**Instruction**:
Your task is to write out exactly the lines from the line containing "Can you see the black face" through the end of the records, inclusive at both ends.
╭──
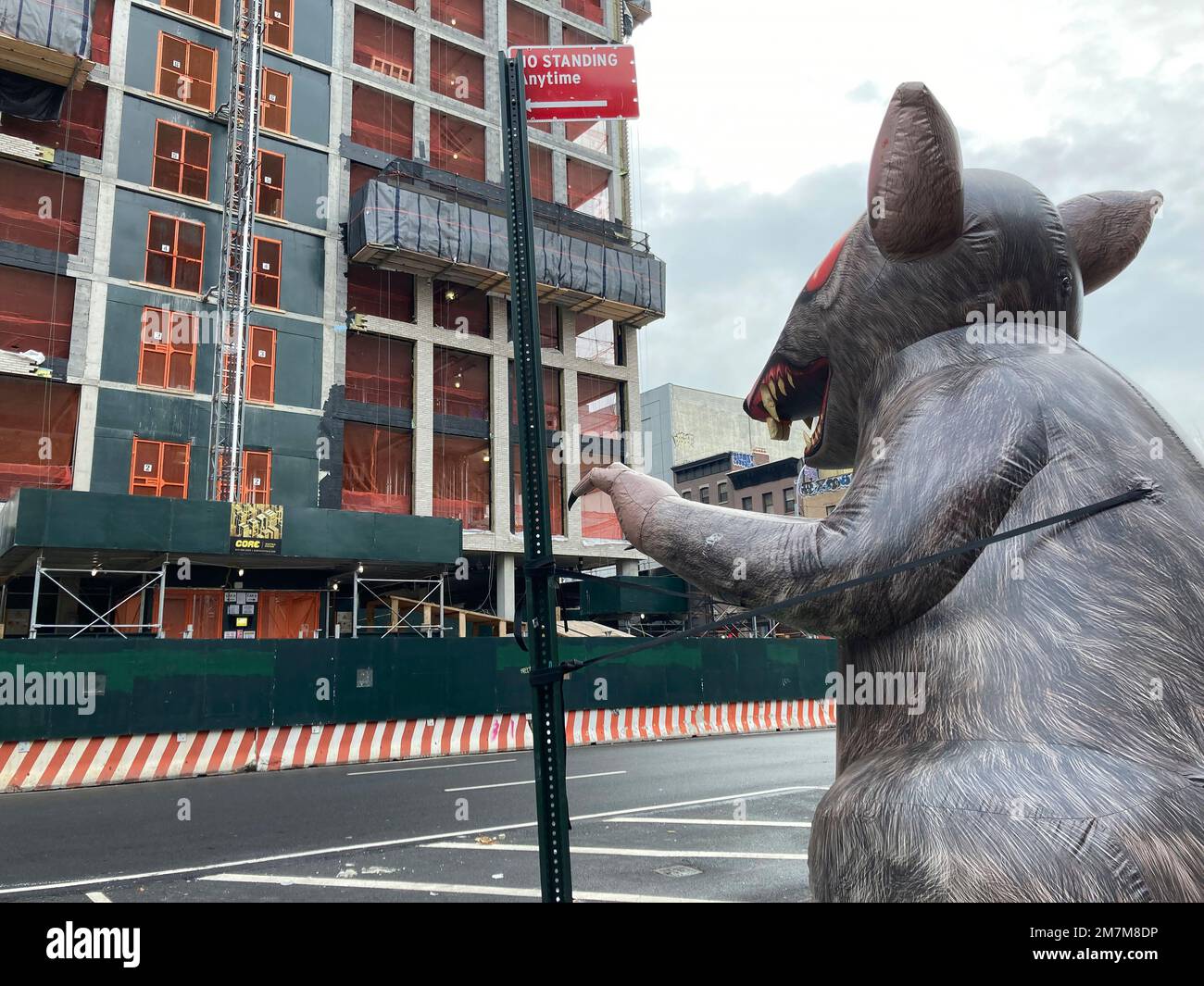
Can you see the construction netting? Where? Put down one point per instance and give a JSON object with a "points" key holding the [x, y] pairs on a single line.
{"points": [[464, 15], [39, 207], [461, 481], [380, 369], [396, 218], [378, 468], [60, 25], [36, 309], [385, 293], [81, 129], [37, 429], [383, 44], [382, 121], [555, 492]]}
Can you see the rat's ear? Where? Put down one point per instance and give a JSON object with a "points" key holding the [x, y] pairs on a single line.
{"points": [[915, 177], [1108, 229]]}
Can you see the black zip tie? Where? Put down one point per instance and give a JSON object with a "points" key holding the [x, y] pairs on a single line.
{"points": [[1070, 517]]}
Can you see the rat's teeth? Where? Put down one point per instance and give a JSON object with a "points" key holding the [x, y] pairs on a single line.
{"points": [[767, 400], [779, 431]]}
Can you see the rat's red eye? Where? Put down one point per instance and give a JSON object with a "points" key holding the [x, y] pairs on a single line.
{"points": [[823, 271]]}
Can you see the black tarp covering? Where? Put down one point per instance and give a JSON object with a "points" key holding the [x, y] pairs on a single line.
{"points": [[401, 218], [31, 97], [64, 25]]}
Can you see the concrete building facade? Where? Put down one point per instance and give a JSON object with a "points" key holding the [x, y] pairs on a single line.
{"points": [[683, 424], [378, 387]]}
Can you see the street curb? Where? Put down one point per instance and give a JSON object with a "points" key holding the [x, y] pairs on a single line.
{"points": [[89, 761]]}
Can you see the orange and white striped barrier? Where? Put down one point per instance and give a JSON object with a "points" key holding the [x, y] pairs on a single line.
{"points": [[48, 764]]}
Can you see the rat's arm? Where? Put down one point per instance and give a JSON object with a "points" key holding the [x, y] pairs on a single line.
{"points": [[899, 507]]}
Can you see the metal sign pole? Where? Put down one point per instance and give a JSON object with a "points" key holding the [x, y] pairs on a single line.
{"points": [[548, 714]]}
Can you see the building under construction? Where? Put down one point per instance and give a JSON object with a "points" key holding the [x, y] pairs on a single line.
{"points": [[254, 357]]}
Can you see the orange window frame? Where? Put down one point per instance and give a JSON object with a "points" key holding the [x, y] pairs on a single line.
{"points": [[169, 349], [249, 493], [270, 183], [271, 108], [266, 275], [278, 19], [260, 368], [180, 156], [192, 6], [157, 481], [199, 260], [193, 61]]}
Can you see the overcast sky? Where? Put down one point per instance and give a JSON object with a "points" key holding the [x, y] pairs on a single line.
{"points": [[757, 124]]}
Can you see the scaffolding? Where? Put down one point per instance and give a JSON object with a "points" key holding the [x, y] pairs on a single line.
{"points": [[155, 578], [237, 231]]}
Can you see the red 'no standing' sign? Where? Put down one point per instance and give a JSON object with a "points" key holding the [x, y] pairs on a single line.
{"points": [[581, 82]]}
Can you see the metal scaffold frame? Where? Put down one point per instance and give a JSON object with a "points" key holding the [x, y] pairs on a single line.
{"points": [[237, 232], [156, 578]]}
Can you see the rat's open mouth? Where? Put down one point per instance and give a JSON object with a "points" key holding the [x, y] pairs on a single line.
{"points": [[786, 393]]}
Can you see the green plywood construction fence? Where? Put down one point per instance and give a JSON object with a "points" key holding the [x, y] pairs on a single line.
{"points": [[184, 685]]}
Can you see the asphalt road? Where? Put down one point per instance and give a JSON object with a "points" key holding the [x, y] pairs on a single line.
{"points": [[718, 818]]}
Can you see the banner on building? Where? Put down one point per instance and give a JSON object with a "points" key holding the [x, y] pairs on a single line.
{"points": [[256, 529]]}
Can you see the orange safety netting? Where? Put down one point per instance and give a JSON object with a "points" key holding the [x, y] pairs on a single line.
{"points": [[589, 188], [525, 27], [380, 369], [461, 384], [458, 145], [35, 312], [591, 10], [37, 428], [597, 406], [288, 616], [383, 46], [385, 293], [81, 131], [461, 308], [555, 492], [550, 399], [382, 121], [461, 481], [40, 207], [464, 15], [377, 468], [458, 73]]}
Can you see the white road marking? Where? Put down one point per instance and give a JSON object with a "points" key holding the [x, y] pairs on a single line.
{"points": [[383, 844], [432, 767], [606, 850], [715, 821], [519, 782], [492, 890]]}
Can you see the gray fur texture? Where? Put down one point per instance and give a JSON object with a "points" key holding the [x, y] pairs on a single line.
{"points": [[1060, 754]]}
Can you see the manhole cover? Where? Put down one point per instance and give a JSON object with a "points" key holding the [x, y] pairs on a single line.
{"points": [[677, 869]]}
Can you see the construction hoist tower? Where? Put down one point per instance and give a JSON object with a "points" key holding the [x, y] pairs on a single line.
{"points": [[237, 253]]}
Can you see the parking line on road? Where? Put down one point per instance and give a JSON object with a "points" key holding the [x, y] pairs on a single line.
{"points": [[432, 767], [519, 782], [713, 821], [304, 854], [607, 850], [422, 888]]}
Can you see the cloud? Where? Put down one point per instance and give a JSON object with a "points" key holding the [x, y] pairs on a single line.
{"points": [[746, 176]]}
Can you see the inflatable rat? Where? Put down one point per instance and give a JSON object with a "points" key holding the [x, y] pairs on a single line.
{"points": [[1060, 753]]}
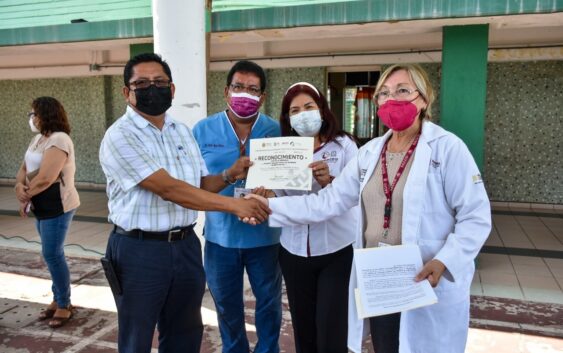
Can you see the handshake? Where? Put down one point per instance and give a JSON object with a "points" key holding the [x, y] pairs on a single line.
{"points": [[253, 208]]}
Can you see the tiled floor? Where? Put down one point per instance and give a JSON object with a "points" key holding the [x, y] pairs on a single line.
{"points": [[528, 229]]}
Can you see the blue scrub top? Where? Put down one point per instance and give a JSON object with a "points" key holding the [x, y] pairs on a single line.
{"points": [[220, 148]]}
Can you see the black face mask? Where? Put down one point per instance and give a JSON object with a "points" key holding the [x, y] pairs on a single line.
{"points": [[153, 100]]}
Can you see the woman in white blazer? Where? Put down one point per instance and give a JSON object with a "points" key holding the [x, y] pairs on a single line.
{"points": [[316, 258], [437, 201]]}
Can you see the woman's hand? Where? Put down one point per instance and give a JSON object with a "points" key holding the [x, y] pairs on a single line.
{"points": [[321, 173], [239, 169], [432, 271], [21, 193], [261, 191]]}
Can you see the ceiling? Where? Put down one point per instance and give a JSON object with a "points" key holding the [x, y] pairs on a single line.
{"points": [[352, 44]]}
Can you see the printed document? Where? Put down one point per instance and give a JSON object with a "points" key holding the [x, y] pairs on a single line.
{"points": [[281, 163], [386, 280]]}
╰──
**Exercise answer**:
Can you see the black face mask? Where? Put down one point per instance and give a JSON object with a "points" key holding the [x, y] pairs on a single line.
{"points": [[153, 100]]}
Can you see the woman in white blazer? Where? Put down one point per instance and give a JSON object with a "points" key holding the [x, y] pairs on a single line.
{"points": [[316, 258], [437, 201]]}
Can you see the woman's hand? Where? Put down one point per instance and give a JSON object with a "points" key holding the [x, y] pairs on a single line.
{"points": [[321, 173], [239, 169], [432, 271], [21, 193], [261, 191]]}
Can you see the ceiling? Where? Put down one point per instance and give a JSON object with a "points" key holding the [x, y] pairs on a single line.
{"points": [[352, 44]]}
Can you see the printed document? Where? Put down one point per instance and give a JSON object with a "points" key holding the [x, y] pairs on a single line.
{"points": [[281, 163], [386, 280]]}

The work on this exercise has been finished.